#### TASK PROMPT
Pull out every line of the records that contains the string "target", matching case exactly.

#### RECORDS
■ ■ ■ ■

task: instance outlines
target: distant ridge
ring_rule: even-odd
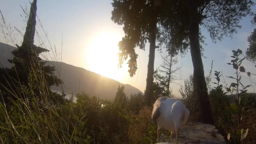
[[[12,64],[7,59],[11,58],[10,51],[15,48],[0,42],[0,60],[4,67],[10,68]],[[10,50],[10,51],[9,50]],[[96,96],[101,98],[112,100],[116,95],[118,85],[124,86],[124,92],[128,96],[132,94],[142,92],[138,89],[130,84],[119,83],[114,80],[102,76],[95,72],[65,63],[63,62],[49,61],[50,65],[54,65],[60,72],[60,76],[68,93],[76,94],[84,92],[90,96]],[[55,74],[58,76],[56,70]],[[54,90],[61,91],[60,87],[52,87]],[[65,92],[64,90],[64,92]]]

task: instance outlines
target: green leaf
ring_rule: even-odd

■ ■ ■ ■

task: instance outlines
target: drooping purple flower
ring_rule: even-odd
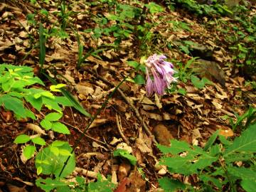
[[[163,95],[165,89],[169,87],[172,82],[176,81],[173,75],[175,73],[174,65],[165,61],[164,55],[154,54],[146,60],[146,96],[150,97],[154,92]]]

■ ■ ■ ■

#### TASK RESULT
target: distant ridge
target: green leaf
target: drooping purple flower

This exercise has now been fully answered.